> **DIRECTIONS FOR THIS TASK**
Copy out the rows below verbatim, starting with the very first line and going on through the line with "pixel 591 137", both included.

--- start ---

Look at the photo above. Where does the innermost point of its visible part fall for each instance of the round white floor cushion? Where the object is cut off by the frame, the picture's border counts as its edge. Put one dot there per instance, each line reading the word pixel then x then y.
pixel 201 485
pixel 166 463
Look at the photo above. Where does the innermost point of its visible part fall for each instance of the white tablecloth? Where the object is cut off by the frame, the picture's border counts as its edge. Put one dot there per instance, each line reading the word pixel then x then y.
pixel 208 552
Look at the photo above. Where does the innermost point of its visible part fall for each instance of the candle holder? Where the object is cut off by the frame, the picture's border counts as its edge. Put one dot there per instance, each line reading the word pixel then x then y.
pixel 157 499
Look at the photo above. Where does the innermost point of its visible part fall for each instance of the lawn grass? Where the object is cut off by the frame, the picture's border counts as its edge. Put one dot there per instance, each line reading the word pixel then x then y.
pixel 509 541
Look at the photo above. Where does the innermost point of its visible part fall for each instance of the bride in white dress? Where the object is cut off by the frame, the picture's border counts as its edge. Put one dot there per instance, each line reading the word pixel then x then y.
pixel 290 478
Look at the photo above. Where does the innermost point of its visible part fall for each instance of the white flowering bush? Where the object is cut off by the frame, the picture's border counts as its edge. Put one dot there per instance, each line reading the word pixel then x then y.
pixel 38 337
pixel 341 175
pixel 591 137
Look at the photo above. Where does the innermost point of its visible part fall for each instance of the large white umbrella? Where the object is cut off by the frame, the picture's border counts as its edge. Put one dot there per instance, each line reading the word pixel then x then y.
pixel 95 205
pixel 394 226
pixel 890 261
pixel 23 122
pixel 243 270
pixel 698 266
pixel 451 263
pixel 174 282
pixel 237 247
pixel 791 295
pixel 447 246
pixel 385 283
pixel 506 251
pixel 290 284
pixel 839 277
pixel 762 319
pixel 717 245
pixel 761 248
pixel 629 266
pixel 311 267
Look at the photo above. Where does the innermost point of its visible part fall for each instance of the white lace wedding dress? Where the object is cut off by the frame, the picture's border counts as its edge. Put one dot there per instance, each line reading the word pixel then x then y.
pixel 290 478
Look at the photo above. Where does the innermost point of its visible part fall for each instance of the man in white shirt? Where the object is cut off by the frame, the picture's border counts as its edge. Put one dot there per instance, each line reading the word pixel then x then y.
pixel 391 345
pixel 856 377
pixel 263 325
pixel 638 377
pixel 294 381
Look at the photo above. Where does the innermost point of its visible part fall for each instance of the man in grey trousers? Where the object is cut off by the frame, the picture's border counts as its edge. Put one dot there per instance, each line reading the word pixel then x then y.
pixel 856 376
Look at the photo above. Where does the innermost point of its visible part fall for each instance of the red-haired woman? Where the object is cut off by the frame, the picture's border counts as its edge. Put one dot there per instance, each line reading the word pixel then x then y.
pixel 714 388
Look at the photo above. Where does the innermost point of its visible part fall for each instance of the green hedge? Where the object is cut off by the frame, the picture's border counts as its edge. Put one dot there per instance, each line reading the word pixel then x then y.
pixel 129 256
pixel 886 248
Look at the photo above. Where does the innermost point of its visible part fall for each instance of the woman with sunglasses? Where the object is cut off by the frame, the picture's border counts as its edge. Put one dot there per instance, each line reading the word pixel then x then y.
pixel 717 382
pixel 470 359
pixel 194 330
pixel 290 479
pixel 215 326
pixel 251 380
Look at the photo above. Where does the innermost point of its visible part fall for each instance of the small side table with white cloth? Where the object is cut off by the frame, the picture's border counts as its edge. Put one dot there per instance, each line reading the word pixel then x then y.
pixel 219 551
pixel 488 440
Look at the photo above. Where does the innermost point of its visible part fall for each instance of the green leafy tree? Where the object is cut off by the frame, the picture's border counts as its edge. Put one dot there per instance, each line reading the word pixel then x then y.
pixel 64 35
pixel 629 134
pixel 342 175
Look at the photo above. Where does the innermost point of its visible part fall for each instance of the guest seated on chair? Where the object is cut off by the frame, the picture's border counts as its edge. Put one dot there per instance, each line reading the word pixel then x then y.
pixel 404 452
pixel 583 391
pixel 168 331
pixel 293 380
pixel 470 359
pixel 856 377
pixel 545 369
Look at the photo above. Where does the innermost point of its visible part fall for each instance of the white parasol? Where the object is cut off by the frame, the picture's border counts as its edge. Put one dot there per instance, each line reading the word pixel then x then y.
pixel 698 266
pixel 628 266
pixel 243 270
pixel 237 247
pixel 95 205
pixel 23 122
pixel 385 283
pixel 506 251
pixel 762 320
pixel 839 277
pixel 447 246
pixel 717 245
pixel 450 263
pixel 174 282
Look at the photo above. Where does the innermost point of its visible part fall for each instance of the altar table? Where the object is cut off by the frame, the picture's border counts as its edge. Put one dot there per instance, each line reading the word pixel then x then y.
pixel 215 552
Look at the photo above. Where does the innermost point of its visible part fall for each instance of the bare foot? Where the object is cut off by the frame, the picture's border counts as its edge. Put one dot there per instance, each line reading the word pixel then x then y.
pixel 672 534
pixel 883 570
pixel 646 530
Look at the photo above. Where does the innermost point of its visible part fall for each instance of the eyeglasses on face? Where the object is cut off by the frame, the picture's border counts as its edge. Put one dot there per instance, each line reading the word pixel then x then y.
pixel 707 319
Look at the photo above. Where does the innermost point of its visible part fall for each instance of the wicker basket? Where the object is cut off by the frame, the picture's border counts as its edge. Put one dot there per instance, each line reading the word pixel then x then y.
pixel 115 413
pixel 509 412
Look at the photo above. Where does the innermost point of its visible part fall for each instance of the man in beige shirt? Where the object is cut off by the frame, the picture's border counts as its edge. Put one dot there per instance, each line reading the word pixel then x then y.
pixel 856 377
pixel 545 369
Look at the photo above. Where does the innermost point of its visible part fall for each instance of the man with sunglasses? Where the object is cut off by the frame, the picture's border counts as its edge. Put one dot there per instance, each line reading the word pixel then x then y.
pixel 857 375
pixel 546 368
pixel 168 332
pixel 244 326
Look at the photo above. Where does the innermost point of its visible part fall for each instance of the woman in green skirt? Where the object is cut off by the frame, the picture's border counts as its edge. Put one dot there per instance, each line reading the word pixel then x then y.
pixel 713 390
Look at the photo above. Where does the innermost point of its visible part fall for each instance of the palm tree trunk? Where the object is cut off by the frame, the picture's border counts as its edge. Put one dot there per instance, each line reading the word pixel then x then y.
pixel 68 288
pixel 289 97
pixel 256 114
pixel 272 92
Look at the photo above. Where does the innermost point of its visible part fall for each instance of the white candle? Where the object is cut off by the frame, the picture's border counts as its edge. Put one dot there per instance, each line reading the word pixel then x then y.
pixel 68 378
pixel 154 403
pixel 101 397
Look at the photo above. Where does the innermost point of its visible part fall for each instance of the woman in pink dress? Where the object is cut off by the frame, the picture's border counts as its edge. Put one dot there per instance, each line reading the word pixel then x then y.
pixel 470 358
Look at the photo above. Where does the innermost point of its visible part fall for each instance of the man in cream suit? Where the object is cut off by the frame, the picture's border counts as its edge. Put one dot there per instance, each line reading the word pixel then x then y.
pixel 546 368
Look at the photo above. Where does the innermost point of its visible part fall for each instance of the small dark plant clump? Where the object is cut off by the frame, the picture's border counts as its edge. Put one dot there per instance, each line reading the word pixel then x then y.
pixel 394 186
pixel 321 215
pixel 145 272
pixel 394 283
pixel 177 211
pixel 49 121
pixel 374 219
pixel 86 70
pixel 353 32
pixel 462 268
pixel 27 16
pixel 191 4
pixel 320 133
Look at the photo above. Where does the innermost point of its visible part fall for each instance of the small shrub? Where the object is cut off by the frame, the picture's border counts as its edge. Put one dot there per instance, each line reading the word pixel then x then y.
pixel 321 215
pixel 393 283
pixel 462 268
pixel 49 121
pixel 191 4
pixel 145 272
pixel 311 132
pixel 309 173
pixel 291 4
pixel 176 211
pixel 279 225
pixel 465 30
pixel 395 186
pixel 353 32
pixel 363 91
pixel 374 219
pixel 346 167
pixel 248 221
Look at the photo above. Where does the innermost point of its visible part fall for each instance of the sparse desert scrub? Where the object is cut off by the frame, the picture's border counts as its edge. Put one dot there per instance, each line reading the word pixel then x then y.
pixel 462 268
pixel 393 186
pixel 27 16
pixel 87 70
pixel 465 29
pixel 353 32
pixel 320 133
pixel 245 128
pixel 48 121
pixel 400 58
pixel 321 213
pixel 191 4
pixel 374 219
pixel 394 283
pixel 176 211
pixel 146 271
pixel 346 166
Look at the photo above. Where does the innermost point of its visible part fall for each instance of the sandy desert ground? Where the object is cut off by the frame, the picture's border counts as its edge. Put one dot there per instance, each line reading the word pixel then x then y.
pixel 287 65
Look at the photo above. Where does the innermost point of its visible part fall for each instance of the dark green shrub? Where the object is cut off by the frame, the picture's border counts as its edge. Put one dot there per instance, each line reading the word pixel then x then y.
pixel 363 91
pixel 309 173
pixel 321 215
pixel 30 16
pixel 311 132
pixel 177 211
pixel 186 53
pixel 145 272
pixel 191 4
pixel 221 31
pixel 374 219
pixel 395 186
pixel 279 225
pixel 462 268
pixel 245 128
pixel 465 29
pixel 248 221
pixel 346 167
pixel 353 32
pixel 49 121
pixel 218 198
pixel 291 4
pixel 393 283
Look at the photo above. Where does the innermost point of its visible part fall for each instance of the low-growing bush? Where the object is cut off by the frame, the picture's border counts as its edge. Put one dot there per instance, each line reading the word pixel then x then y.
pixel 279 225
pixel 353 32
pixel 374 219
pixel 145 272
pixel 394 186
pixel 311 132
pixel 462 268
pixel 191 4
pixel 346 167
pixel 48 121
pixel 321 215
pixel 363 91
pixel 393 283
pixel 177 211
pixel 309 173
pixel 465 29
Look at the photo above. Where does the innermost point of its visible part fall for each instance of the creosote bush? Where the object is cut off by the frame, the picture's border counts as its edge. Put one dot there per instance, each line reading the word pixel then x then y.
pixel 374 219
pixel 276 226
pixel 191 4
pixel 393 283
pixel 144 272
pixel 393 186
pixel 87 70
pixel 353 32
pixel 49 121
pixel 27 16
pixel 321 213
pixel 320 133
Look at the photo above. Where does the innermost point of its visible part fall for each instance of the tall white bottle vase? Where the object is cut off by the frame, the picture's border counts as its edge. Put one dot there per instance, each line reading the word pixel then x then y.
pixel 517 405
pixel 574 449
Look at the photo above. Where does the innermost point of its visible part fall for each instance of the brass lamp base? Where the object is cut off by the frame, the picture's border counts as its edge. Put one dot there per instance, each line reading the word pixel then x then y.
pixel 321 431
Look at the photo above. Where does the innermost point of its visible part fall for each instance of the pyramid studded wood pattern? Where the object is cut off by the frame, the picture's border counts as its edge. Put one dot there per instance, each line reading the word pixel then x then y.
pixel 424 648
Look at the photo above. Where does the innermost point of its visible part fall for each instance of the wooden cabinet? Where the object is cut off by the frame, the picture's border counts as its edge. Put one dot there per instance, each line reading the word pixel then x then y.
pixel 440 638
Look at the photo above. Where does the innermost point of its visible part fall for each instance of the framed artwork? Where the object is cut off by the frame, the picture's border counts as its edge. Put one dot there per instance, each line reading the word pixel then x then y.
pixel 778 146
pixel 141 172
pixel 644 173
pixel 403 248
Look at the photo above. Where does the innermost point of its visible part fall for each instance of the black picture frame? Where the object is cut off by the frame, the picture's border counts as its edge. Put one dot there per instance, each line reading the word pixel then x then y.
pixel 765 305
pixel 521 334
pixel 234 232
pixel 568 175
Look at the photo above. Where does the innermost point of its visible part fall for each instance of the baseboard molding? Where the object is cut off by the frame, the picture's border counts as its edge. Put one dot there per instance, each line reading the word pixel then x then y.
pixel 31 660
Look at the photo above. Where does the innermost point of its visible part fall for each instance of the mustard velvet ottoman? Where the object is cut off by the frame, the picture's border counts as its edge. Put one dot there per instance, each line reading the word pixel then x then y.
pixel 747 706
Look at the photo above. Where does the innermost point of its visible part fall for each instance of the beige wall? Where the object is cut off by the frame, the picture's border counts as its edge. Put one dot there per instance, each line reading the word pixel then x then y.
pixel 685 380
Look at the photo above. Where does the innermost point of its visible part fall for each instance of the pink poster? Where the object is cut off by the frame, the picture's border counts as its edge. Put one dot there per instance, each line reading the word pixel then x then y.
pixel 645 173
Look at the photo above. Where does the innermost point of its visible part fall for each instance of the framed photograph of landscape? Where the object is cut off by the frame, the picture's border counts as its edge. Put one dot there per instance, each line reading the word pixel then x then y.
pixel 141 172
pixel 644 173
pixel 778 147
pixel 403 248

--- end ---

> **EXPECTED ANSWER**
Look at the photo above. Where does the innermost point of its visible part fall for each instance of the round white floor cushion? Where the object is cut off by the frame, the picture's border counts as its edge. Put one dot there per instance, each line reading the word pixel then x then y.
pixel 201 485
pixel 166 463
Look at the photo above. Where does the innermost point of its visible part fall for each instance of the white tablecloth? Where the object is cut off by the frame, the picture's border counts as its edge. Put one dot there per instance, each line reading the word pixel then x then y.
pixel 208 552
Look at the photo above. Where does the innermost point of its visible part fall for each instance of the candle holder? Where the object is cut off by the frame, the picture's border counts as its edge. Put one dot there per instance, each line reading the word pixel then x then y.
pixel 157 499
Look at the photo above. Where does the innermost point of its visible part fall for each instance of the lawn grass? Where the object is cut off by the frame, the picture's border counts as its edge. Put one dot there per instance, each line reading the word pixel then x then y.
pixel 509 541
Look at the photo above. Where does the innermost point of its visible part fall for each instance of the bride in white dress? Where the object is cut off by the frame, the picture's border counts as its edge. Put one dot there per instance, each line reading the word pixel then x then y.
pixel 290 478
Look at the photo above. Where does the innermost point of its visible part fall for each instance of the white flowering bush? Where the object is cut off by the frame, the picture's border counts as its edge. Put one dot there per instance, each line reading the word pixel then x then y.
pixel 38 337
pixel 341 175
pixel 591 137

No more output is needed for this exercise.